### Your tasks
#1 Answer these questions about the gardening notes:
(a) Which two bulb suppliers does the writer recommend?
(b) Why is the writer not sowing hollyhocks again?
(c) Which seed does the writer suggest scattering as a green manure on empty ground?
#2 List every line of the entries that contains the word "black".
** Start Text excerpt **
Please check that you are sourcing from people who pledge not to use neonicotinoids, I recommend Organic Bulbs and Peter Nyssen. If you are not convinced, this recent article in House and Garden is terribly informative about bees, as well as being incredibly beautiful.

You can also read my interview with Polly Nicholson, queen of all things tulip, here.


Seeds to sow

Towards the end of the month is the perfect time to start sowing hardy annuals for early flowers next year.

Seeds I am sowing now from the Gather shop

  • Agrostemma (corncockle)

  • Ammi majus

  • Bladder campion

  • Borage

  • Bronze Fennel

  • Chicory

  • Cornflowers

  • Cerinthe

  • Dill

  • Dog daisy

  • Grasses (all of them!)

  • Larkspur

  • Marigolds

  • Nigellas

  • Opium poppy

  • Orlaya Grandiflora

  • Phacelia

  • Scabiosa

  • Heartease

  • Wild carrot

  

Starting perennials

Malus Farm is being guided more and more by regenerative principles and that means the surface of the soil should be covered, and the body of the soil should be as undisturbed as possible. That means as much permanent planting - perennials - as possible.

 

This month I will be buying for sowing later in the month:

Yet more rare campanula varieties

  • Cephalaria gigantea

  • Dianthus (Try D. carthusianorum)

  • Echinaceas (I favour E. pallida and ‘Hula Dancer’)

  • The big textural plants such as Echinops and Eryngium

  • Bupleurum

  • Rudbeckia triloba - hardy enough for overwintering

 

For unusual and interesting perennial seed, have a look at jelitto.com, Green & Gorgeous, Chilterns, and . I am not sowing hollyhocks again, because of the rust…

 

If you aren’t ready for the perennial level of commitment, then scattering phacelia seed as a green manure on any patches of empty ground will do wonders for the health of your soil. Aim for it to germinate and grow in the autumn, protect the soil over winter, and hoe in in the spring. 


Seeds to save now

If you want more flowers, you need to keep cutting. Even if you are just putting the flowers you have harvested on the compost, leaving everything to go to seed will finish of a display of blooms. I’m after the seeds so I don’t find, but if you want more flowers, just keep cutting.
** End Text excerpt **
** Start Information supplied **
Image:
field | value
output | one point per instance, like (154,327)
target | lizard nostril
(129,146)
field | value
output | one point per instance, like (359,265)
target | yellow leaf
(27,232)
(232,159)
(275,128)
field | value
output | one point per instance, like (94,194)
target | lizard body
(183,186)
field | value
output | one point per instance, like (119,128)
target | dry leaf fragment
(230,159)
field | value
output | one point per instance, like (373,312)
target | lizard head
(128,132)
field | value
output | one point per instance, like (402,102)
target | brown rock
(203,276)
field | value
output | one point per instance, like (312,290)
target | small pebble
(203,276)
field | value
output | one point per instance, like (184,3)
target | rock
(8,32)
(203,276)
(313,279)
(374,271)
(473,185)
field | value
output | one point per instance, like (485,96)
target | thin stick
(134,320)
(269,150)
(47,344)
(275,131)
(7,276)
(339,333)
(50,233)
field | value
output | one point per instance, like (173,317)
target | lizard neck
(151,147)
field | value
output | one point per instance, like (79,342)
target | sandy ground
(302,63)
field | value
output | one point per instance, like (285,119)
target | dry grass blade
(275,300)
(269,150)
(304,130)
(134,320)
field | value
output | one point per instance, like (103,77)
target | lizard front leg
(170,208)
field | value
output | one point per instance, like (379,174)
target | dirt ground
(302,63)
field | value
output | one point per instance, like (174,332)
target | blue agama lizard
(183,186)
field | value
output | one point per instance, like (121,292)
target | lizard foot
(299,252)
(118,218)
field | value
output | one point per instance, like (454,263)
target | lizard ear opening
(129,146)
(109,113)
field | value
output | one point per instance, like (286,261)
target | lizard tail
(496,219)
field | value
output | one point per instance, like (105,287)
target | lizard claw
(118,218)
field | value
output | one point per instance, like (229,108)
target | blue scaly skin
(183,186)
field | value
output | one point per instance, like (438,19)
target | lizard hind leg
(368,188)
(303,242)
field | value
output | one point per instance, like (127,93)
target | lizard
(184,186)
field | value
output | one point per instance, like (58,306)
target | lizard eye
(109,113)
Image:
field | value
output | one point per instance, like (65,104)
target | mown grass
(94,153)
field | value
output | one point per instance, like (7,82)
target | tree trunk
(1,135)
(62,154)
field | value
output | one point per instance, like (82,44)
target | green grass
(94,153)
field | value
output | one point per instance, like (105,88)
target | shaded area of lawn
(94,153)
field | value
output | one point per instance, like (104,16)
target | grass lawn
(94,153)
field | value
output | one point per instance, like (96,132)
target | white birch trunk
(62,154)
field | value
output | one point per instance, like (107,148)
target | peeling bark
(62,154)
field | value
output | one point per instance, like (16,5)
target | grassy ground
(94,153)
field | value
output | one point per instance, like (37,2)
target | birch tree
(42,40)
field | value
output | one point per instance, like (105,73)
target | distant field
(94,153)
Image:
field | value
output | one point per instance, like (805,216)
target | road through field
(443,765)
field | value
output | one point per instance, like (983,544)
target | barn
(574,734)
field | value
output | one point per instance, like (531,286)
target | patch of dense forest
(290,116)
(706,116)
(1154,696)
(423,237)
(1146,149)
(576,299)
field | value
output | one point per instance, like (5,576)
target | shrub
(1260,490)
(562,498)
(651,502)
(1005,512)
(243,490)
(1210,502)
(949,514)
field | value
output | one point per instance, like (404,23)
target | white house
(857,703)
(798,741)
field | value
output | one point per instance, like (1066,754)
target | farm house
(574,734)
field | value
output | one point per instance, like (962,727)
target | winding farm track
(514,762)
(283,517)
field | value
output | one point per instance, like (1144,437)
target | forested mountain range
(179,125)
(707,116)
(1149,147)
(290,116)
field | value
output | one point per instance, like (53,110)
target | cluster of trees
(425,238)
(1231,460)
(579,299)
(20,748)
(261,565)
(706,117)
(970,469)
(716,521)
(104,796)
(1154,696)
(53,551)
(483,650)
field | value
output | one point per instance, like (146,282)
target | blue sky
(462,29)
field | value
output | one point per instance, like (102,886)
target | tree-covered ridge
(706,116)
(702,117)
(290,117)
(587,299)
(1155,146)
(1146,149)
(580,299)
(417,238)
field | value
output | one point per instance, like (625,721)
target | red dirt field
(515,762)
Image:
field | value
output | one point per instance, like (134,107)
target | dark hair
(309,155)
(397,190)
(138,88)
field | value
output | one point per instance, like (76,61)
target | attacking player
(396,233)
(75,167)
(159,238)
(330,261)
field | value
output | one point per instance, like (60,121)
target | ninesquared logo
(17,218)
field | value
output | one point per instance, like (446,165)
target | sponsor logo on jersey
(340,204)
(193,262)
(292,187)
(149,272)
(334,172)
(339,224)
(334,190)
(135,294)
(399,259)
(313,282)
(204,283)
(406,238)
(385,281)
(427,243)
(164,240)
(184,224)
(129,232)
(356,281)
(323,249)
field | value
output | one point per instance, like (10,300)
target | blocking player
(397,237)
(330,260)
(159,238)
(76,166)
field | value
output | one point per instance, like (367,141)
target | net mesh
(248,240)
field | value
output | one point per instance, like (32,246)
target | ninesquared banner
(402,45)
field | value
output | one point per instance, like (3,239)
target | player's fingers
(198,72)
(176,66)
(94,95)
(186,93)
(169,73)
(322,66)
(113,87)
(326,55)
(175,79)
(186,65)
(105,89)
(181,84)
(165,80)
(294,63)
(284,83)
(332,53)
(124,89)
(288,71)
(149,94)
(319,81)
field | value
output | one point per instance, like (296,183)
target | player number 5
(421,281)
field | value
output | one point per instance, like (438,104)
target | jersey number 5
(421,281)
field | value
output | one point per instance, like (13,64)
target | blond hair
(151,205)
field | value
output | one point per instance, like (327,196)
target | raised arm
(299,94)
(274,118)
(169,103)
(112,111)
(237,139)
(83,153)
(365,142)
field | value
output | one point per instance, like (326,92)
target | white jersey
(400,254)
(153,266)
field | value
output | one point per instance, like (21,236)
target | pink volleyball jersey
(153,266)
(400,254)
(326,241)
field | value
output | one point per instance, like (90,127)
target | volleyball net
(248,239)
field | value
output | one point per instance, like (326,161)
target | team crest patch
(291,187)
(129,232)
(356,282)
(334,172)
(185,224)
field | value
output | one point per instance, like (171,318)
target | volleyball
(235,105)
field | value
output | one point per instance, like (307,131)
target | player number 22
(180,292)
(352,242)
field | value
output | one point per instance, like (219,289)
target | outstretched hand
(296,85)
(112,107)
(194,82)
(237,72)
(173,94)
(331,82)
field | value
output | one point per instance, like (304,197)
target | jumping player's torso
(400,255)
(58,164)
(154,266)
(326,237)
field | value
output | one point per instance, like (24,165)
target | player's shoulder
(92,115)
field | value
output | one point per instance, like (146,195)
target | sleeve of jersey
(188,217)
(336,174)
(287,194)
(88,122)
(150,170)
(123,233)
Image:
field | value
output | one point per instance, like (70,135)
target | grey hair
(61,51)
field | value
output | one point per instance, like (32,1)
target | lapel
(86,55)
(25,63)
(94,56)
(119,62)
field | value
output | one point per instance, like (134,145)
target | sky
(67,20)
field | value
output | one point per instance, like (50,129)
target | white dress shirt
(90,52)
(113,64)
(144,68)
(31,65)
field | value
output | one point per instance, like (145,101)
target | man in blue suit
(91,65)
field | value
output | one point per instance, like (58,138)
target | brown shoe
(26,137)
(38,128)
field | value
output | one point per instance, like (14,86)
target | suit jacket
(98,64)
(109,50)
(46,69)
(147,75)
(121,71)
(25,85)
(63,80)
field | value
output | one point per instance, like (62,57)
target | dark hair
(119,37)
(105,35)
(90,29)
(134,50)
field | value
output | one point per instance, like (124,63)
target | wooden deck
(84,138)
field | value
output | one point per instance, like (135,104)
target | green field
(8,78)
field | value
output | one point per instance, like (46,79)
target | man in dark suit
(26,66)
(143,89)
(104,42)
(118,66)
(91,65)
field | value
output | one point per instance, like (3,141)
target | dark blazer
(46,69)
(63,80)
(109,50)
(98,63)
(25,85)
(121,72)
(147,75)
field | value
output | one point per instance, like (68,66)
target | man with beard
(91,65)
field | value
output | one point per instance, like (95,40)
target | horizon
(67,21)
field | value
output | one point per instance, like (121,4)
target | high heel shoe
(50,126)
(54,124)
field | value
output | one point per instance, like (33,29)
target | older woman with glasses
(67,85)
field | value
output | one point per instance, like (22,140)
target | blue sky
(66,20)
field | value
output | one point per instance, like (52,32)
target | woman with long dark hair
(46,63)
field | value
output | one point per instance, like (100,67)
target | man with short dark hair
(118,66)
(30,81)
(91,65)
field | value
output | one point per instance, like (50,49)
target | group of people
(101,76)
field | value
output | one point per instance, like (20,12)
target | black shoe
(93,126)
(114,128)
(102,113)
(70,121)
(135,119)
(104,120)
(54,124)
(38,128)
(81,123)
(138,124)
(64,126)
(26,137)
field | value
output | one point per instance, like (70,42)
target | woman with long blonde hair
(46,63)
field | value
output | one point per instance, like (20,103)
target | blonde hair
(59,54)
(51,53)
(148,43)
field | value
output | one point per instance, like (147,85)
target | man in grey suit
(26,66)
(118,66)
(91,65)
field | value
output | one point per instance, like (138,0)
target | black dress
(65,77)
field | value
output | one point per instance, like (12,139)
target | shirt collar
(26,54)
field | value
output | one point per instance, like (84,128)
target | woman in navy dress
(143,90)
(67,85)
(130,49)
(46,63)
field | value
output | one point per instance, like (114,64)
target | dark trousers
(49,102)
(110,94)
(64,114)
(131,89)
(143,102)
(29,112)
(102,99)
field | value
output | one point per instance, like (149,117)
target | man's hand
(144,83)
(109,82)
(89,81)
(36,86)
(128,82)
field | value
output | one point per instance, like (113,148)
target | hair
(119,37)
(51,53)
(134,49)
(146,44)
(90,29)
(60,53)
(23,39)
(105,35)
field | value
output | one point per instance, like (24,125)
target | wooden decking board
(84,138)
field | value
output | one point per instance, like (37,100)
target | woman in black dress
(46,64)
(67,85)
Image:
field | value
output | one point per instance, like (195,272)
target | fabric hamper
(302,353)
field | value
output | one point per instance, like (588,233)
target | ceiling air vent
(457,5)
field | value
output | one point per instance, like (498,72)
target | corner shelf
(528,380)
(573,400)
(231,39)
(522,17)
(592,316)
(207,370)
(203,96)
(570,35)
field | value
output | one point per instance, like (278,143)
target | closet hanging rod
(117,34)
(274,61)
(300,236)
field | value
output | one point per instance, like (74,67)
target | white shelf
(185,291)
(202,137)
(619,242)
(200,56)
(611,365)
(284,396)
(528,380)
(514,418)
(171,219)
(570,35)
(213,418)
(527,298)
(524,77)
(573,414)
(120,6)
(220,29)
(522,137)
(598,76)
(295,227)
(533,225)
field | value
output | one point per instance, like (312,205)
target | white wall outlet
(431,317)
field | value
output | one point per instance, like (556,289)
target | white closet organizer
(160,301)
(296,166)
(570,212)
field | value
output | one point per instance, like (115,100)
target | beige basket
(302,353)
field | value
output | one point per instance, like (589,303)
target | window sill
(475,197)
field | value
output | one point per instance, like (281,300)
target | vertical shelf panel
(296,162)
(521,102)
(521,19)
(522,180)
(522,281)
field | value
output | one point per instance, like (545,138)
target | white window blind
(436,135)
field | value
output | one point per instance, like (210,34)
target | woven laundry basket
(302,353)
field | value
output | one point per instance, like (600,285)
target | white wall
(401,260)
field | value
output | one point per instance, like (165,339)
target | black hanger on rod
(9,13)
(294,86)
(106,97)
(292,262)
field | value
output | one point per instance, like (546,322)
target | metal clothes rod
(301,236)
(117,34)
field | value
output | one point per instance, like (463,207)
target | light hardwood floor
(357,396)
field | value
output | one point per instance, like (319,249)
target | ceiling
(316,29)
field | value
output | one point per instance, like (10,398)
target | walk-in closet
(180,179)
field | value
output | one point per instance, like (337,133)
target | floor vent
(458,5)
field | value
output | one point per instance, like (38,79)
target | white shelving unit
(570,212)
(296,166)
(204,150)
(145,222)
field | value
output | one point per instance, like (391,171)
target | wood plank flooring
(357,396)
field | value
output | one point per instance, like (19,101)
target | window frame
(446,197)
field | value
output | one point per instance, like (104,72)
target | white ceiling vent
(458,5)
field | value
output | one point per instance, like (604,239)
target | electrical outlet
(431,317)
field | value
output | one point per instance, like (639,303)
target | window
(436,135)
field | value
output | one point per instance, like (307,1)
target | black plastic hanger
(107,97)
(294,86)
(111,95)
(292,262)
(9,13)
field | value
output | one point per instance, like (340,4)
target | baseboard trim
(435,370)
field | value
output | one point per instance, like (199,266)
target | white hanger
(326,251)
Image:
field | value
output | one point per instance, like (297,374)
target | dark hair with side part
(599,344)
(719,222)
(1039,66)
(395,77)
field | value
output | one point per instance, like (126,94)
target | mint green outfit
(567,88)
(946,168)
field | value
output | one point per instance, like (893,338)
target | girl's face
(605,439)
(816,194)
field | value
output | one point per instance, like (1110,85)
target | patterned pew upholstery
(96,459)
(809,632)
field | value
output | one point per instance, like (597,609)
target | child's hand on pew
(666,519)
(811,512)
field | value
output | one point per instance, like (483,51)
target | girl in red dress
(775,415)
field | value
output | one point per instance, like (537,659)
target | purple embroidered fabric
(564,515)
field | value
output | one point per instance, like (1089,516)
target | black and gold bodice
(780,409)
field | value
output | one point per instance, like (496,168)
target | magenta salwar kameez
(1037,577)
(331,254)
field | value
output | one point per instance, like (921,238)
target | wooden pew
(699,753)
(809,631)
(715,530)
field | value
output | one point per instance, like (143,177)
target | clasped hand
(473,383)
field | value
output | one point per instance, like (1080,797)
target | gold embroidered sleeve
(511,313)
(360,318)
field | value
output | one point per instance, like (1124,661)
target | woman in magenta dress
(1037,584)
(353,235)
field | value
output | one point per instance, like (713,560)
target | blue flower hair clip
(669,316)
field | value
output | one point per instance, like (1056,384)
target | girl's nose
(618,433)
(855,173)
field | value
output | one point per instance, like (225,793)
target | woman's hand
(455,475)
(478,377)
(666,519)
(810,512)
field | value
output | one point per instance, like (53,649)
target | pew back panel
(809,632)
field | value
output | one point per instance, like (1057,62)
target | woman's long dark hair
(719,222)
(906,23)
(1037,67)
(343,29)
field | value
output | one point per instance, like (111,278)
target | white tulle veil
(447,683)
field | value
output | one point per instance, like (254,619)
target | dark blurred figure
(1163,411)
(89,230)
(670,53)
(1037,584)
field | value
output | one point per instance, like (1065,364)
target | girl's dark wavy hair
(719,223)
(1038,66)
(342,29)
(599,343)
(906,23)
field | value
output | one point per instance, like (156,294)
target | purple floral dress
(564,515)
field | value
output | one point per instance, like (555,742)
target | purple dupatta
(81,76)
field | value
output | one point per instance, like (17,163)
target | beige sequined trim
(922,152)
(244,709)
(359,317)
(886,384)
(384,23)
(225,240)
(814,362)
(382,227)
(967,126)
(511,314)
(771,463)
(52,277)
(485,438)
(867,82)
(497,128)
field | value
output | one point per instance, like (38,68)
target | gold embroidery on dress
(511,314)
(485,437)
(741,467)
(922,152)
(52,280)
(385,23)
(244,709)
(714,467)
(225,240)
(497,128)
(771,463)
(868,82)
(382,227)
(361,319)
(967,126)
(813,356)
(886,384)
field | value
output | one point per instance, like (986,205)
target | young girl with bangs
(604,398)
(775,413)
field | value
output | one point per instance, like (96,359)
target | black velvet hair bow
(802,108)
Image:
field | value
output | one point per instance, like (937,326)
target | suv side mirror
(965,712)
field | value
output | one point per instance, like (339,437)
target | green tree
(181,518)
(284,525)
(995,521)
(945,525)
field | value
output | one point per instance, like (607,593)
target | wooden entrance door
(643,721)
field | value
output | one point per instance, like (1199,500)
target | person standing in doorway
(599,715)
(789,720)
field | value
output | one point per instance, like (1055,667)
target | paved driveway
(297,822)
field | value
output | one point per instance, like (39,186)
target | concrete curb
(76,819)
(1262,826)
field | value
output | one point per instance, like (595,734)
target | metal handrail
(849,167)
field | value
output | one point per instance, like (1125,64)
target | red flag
** End Information supplied **
### Solution set
#1
(a) Organic Bulbs and Peter Nyssen
(b) Because of the rust
(c) Phacelia

#2
target | black shoe
target | black dress
target | woman in black dress
target | black hanger on rod
target | black plastic hanger
target | black and gold bodice
target | black velvet hair bow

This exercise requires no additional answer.